**WHAT YOU HAVE TO DO:** Which lines in the entries below contain the word "head"? Extract each of those lines in full, treating uppercase and lowercase as different.

**EXCERPTED RECORDS:**
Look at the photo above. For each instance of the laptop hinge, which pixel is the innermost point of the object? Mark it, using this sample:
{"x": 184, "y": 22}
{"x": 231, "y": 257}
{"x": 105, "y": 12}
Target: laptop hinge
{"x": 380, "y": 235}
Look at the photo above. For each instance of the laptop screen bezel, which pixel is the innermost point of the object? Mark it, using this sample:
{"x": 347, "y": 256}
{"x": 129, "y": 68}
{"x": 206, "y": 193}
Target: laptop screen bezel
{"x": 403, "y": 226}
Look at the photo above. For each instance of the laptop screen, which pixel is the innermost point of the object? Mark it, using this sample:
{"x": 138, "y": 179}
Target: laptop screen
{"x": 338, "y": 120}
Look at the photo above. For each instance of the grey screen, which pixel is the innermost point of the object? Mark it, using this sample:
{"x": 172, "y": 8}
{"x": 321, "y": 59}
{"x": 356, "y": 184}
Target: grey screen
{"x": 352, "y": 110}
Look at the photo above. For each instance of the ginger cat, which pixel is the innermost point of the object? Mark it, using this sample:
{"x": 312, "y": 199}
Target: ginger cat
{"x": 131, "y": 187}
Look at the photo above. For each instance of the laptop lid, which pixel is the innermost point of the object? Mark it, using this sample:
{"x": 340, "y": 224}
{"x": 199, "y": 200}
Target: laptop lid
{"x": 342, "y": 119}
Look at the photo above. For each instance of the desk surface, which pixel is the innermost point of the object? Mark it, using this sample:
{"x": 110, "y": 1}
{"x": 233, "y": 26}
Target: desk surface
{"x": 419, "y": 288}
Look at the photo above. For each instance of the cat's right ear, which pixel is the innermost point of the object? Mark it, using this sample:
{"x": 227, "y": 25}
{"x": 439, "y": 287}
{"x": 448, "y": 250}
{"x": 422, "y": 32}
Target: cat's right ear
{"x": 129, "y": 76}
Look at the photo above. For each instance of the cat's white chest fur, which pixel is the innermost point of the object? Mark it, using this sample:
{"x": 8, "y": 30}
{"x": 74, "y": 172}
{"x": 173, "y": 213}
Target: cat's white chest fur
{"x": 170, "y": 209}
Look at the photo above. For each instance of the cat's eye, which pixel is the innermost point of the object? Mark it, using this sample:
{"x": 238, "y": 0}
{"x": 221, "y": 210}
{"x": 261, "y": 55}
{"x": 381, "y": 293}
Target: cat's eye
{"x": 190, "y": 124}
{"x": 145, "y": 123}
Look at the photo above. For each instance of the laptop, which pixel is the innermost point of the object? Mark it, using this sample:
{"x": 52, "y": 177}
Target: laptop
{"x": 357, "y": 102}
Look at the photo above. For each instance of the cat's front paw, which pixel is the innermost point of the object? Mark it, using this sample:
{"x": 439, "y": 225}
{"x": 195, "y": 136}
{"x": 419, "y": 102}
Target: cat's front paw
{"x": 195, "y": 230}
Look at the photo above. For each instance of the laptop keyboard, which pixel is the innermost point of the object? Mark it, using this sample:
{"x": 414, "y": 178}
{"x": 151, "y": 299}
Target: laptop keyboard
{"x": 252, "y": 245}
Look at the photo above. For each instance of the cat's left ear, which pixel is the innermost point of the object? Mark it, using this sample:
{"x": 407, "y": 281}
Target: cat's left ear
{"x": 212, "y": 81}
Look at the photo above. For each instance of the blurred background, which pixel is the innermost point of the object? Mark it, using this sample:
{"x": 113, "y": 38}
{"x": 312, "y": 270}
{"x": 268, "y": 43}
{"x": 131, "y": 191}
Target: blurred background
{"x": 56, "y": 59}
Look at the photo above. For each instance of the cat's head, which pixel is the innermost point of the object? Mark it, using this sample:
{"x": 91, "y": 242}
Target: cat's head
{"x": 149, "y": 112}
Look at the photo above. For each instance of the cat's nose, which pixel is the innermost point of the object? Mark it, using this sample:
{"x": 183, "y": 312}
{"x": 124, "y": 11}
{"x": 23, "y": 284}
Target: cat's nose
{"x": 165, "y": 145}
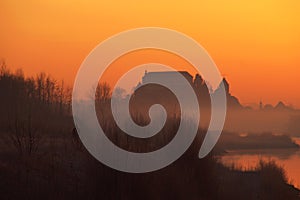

**EXERCISE OUTPUT:**
Look at the photo above. For each instance of the cat's head, which pixel is the innermost point of the object? Mark it, using this sample:
Target: cat's head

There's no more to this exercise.